*** Records for this task

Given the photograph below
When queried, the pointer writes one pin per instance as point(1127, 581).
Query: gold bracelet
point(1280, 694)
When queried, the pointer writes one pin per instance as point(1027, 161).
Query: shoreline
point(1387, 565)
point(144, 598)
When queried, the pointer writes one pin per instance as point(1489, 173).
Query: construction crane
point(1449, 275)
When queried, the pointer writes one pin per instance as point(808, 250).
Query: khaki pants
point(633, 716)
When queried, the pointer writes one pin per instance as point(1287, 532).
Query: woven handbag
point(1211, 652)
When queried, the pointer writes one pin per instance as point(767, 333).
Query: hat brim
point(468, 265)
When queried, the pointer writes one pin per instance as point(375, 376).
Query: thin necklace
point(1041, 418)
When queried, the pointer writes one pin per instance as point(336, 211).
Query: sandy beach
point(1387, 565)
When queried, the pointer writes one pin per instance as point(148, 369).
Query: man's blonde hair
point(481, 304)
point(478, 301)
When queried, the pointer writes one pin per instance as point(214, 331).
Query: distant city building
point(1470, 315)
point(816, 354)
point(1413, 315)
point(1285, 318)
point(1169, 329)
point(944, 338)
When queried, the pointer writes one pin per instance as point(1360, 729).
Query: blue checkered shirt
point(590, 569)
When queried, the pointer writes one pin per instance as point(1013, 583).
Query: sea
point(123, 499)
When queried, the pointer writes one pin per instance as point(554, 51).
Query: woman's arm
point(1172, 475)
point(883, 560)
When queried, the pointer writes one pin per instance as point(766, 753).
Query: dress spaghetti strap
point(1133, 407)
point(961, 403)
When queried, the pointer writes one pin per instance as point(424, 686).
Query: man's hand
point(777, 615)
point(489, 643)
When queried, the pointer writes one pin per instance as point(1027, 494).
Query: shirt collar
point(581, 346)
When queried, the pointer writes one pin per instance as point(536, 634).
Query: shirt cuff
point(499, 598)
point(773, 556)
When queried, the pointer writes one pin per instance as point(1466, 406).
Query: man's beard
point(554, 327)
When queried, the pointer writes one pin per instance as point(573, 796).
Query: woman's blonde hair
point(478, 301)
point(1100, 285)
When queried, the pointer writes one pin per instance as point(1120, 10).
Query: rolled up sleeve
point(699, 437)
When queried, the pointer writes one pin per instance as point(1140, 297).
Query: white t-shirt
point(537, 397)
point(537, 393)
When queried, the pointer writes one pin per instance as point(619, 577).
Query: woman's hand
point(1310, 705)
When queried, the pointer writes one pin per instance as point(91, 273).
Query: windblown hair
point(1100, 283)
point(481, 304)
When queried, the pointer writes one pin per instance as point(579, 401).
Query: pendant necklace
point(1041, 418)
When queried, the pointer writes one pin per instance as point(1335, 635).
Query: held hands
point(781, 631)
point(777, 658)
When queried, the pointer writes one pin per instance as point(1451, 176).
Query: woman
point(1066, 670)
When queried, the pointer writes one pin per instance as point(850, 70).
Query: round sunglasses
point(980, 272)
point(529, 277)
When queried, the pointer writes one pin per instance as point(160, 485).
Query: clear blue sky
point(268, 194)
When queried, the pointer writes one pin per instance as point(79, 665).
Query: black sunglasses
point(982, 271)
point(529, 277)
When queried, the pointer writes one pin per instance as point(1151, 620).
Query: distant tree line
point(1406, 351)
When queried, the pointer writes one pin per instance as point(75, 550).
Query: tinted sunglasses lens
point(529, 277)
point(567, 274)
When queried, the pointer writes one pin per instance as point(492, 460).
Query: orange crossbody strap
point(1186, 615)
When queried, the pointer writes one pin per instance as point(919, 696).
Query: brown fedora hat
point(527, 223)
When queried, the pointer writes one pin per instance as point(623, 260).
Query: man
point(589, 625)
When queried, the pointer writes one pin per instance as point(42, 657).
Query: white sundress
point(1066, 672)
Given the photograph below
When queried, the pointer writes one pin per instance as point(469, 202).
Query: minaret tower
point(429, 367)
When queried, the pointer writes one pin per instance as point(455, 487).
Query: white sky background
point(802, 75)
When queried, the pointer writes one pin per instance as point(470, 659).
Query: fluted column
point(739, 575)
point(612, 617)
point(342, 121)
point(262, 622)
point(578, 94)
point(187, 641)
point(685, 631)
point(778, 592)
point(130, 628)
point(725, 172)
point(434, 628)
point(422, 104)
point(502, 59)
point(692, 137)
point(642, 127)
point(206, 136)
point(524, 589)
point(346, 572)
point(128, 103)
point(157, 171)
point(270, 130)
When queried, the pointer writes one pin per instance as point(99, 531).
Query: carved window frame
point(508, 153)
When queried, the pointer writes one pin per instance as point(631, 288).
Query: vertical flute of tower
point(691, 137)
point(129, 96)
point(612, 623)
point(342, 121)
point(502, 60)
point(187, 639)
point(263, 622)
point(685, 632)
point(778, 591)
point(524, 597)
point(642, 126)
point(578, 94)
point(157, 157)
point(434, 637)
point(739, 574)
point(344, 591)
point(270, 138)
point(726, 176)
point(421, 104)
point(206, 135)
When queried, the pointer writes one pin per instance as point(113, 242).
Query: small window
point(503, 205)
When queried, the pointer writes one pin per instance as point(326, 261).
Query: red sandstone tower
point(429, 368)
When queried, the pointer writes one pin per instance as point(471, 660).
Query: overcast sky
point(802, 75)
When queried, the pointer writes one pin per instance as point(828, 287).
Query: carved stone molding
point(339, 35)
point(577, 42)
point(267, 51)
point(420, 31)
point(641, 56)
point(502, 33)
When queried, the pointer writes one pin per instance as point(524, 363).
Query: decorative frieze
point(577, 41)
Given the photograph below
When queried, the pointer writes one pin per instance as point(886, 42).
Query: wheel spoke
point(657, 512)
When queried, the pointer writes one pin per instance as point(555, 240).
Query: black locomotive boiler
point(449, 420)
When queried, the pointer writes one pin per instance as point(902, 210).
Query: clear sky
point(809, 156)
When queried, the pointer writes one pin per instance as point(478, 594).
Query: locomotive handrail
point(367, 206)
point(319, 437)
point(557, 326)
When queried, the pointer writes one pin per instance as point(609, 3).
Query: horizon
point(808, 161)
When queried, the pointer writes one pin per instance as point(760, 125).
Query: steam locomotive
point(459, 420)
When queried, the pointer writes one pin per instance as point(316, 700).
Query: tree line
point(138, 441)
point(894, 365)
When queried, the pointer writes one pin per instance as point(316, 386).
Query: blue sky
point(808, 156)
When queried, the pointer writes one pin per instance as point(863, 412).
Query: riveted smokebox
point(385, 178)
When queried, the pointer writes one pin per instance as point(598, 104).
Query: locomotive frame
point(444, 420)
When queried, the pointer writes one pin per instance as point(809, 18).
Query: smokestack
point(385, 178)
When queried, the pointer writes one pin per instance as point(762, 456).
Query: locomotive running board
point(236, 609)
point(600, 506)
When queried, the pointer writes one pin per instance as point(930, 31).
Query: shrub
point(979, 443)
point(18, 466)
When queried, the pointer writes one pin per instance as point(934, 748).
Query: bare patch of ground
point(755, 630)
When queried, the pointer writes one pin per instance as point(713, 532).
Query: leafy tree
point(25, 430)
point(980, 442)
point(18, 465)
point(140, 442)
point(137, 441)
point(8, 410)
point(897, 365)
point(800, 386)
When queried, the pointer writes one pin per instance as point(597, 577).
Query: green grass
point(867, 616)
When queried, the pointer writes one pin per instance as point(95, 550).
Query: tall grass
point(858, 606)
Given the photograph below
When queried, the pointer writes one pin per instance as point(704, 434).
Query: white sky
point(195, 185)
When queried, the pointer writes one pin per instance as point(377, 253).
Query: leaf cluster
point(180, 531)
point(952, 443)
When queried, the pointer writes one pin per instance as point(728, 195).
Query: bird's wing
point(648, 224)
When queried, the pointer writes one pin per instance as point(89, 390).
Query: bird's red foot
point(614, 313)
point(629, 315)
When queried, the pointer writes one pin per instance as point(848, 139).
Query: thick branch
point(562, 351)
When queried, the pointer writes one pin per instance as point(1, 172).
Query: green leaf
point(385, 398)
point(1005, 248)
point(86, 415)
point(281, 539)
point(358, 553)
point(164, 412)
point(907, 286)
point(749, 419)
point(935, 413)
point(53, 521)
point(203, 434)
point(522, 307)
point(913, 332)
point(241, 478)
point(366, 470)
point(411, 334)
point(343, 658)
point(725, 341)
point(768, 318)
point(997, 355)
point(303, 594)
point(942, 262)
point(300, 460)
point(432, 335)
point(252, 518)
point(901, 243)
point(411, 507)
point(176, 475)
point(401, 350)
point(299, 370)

******

▸ Aim:
Set out the lines from the one containing "as point(573, 796)." to the one containing "point(1310, 705)" as a numbered list, skipping any blank lines.

▸ Exercise solution:
1. When queried, the pointer writes one pin per instance as point(573, 796).
2. Query: woman's blonde hair
3. point(478, 301)
4. point(1100, 285)
5. When queried, the pointer writes one pin per instance as point(1120, 10).
6. Query: rolled up sleeve
7. point(699, 437)
8. When queried, the pointer writes one pin per instance as point(1140, 297).
9. Query: white t-shirt
10. point(537, 397)
11. point(537, 393)
12. When queried, the pointer writes one pin per instance as point(619, 577).
13. Query: woman's hand
14. point(1310, 705)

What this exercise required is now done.